* CYTOWANY FRAGMENT
%%
Na taki telefon ze szpitala czeka 31-letni Marcin Chrzanowski z Lublina. Teraz cztery razy dziennie sam sobie robi dializę w domu. Tak uwiązany żyje od kilku lat.
Tryb życia pana Marcina jest podporządkowany chorobie. O pracy mowy nie ma. Nadzieją na normalne życie jest przeszczep nerki. - Jestem zakwalifikowany do transplantacji - mówi mężczyzna. - Teraz trzeba tylko czekać, aż znajdzie się dawca.
Takich jak on jest w Klinice Nefrologii Szpitala Klinicznego nr 4 w Lublinie ponad setka. Jedni przychodzą na dializy sztuczną nerką co drugi dzień. Inni robią sobie dializy otrzewnowe w domu. - Przeszczep jest najlepszą metodą leczenia - mówi dr Iwona Baranowicz z kliniki.
%%
* TWOJE ZADANIA
A – Odpowiedz na pytania do tekstu o przeszczepach nerki i oznacz odpowiedzi tak samo jak pytania.
(i) Ile razy dziennie Marcin Chrzanowski robi sobie dializę w domu?
(ii) Ilu takich pacjentów jak on jest w Klinice Nefrologii Szpitala Klinicznego nr 4 w Lublinie?
(iii) Którą metodę leczenia dr Iwona Baranowicz nazywa najlepszą?
B – Proszę poprowadzić dalej tekst o przeszczepach nerki, zaczynając po jego ostatnim zdaniu.

* DANE ŹRÓDŁOWE
%%
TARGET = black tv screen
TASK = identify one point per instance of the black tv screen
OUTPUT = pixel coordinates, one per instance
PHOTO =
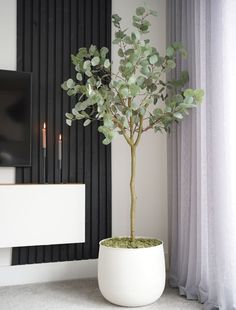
(15, 118)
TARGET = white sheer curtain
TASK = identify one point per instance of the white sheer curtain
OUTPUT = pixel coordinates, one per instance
(202, 156)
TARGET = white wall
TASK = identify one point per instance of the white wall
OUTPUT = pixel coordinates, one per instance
(152, 154)
(7, 61)
(151, 178)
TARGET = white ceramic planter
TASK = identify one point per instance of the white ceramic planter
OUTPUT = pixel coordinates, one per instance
(131, 277)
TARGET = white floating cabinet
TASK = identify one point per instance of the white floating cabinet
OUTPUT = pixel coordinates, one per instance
(41, 214)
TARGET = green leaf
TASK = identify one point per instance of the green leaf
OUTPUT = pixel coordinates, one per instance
(198, 94)
(145, 70)
(120, 52)
(70, 83)
(140, 80)
(92, 49)
(68, 122)
(95, 61)
(87, 122)
(88, 72)
(140, 11)
(170, 51)
(69, 116)
(134, 105)
(171, 64)
(103, 51)
(153, 13)
(134, 90)
(153, 59)
(64, 86)
(128, 40)
(124, 91)
(87, 64)
(188, 100)
(188, 92)
(79, 76)
(178, 115)
(107, 63)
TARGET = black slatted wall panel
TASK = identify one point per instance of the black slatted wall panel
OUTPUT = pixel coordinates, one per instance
(48, 32)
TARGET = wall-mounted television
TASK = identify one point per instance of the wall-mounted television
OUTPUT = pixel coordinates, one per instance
(15, 118)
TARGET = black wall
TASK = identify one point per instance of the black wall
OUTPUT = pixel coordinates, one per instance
(48, 32)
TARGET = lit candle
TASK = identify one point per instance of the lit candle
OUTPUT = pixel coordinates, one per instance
(44, 136)
(60, 151)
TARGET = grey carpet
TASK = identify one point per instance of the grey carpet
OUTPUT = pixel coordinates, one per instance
(77, 294)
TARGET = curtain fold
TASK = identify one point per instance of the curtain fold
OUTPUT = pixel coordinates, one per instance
(201, 156)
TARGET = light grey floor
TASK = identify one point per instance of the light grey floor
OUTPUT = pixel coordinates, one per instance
(74, 295)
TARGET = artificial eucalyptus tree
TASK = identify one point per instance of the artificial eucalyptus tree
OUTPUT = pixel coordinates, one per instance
(137, 98)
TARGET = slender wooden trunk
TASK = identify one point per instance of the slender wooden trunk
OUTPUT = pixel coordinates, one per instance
(133, 192)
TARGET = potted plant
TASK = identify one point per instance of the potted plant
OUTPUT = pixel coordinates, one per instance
(131, 270)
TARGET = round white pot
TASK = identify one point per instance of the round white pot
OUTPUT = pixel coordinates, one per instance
(131, 277)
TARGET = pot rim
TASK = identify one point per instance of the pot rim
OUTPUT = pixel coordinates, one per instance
(131, 249)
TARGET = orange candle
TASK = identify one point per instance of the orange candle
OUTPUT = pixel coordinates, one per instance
(44, 136)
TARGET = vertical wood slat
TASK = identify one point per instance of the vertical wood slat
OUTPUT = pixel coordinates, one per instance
(47, 33)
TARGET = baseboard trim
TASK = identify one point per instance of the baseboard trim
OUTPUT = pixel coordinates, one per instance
(48, 272)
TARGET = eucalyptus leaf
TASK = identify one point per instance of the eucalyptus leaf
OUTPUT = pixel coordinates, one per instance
(95, 61)
(140, 11)
(87, 122)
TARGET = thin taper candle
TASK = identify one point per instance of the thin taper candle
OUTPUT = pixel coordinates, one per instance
(60, 151)
(44, 136)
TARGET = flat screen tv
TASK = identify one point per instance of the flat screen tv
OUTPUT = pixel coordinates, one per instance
(15, 118)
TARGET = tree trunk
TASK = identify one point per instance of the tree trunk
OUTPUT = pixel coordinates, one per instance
(133, 192)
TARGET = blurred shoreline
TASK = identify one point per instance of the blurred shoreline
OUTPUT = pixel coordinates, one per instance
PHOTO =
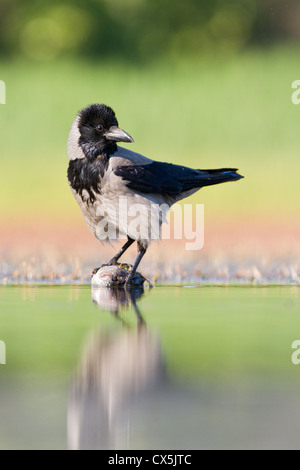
(235, 250)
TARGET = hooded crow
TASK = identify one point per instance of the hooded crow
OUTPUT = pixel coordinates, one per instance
(101, 173)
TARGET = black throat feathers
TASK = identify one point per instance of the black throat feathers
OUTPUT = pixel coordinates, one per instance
(85, 175)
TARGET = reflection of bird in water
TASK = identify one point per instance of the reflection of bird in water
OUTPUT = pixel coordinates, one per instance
(115, 369)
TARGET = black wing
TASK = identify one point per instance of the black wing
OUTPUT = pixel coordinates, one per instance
(166, 178)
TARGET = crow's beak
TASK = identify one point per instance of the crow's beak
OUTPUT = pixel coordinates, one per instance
(118, 135)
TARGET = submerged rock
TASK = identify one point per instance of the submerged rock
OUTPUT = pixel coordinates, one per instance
(116, 276)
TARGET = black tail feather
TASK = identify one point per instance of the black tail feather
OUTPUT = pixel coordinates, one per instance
(221, 175)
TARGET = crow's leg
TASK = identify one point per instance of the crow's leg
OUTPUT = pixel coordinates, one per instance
(141, 251)
(114, 260)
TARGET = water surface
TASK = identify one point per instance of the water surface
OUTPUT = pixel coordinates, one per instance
(168, 368)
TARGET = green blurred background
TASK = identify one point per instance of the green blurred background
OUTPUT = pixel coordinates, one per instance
(205, 84)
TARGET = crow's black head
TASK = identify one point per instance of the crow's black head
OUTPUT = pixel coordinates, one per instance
(99, 131)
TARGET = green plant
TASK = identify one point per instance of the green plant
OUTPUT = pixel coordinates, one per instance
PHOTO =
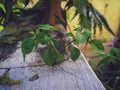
(6, 80)
(52, 55)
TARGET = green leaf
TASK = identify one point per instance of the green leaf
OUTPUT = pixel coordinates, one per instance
(59, 57)
(27, 46)
(97, 45)
(69, 35)
(82, 37)
(48, 57)
(115, 52)
(75, 53)
(54, 43)
(47, 27)
(44, 38)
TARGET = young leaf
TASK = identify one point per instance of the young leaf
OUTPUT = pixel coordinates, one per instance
(27, 46)
(97, 45)
(75, 53)
(44, 38)
(60, 57)
(48, 58)
(82, 37)
(47, 27)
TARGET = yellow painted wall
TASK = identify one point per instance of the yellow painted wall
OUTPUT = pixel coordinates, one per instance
(111, 10)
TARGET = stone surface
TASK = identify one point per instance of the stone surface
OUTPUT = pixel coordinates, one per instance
(35, 75)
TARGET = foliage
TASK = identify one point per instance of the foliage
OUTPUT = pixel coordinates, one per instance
(10, 9)
(51, 54)
(6, 80)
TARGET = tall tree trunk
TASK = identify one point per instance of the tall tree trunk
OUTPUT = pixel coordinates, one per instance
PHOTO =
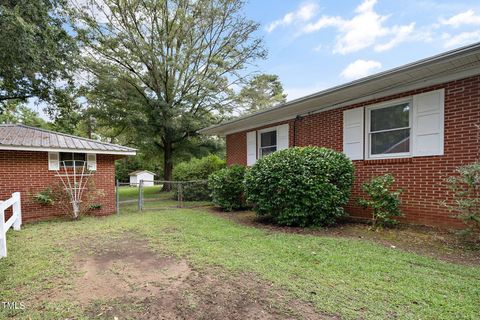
%%
* ODPOWIEDZI DO ZADAŃ
A –
(i) Cztery razy dziennie.
(ii) Ponad setka.
(iii) Przeszczep.

B –
Chociaż transplantacja narządów jest akceptowaną przez Kościół katolicki metodą ratowania życia, aż 60 proc. polskich pacjentów z niewydolnością nerek umiera. Lista potrzebujących wydłuża się. I wydłużyła jeszcze bardziej w tym roku z powodu złej atmosfery powstałej wokół transplantologii. Wywołało ją zatrzymanie warszawskiego lekarza, któremu zarzucono korupcję i zabójstwo. Liczba przeszczepów spadła, ponieważ zabrakło dawców. Policja zaczęła patrzeć na ręce wszystkim lekarzom. Choć - jak podkreślają chirurdzy - w pobieraniu i przeszczepianiu narządów niemożliwe są przekręty. Wszystko jest obwarowane szczegółowymi procedurami. Lekarz nie działa w pojedynkę lecz komisyjnie.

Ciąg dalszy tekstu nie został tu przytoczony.